--- BEGIN ---
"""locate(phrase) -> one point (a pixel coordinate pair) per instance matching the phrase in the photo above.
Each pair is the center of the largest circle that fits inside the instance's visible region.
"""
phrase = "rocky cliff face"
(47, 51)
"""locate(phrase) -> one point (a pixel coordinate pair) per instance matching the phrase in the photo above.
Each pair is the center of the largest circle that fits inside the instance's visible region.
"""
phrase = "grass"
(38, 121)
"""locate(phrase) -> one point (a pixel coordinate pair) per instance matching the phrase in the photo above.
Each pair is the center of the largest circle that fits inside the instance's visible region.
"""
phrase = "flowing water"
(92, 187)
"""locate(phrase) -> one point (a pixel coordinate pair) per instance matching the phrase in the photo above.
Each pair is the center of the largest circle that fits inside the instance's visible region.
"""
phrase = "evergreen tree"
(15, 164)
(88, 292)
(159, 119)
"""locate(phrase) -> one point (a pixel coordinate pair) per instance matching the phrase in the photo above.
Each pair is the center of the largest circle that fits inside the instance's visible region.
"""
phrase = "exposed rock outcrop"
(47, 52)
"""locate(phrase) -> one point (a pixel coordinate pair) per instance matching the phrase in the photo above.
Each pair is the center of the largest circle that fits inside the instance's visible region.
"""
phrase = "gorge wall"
--- END ---
- What you have to do: Write out all of the data above again in full, scaling each pixel coordinate in the located points by 2.5 and rounding to a whole number, with halves rounded up. Keep every other line unchanged.

- Solution:
"""locate(phrase) -> one point (a pixel coordinate pair) per instance matching the phrase in the photo above.
Each pair is the center of the largest circle that fits inside the instance's visible region.
"""
phrase = "rocky cliff face"
(118, 128)
"""locate(phrase) -> one point (a pixel coordinate pair) per instance matching the phrase in the photo above.
Each pair is the center of the largest circle that fits inside the instance's visible region.
"""
phrase = "grass"
(95, 303)
"""locate(phrase) -> one point (a pixel coordinate pair) per instance matching the phrase in the photo above.
Each pair is the center of the largest circle that fits inside the instance's visible region.
"""
phrase = "flowing water"
(230, 468)
"""locate(phrase) -> one point (a pixel coordinate pair) per instance matching the phrase in the photo above.
Each pair is the center of the largest circle that fits inside the instance's visible region.
"""
phrase = "evergreen tree"
(38, 410)
(220, 730)
(398, 298)
"""locate(phrase) -> one point (a pixel coordinate pair) per instance matching the phrase in the photo above.
Each pair is the center of the largest circle that fits inside the instance's visible region.
"""
phrase = "exposed rock outcrop"
(118, 130)
"""locate(phrase) -> one point (a pixel coordinate pair) per instance matching the phrase in the photo above.
Each pair is the center of the largest circle that fits inside the instance's visible region.
"""
phrase = "gorge wall"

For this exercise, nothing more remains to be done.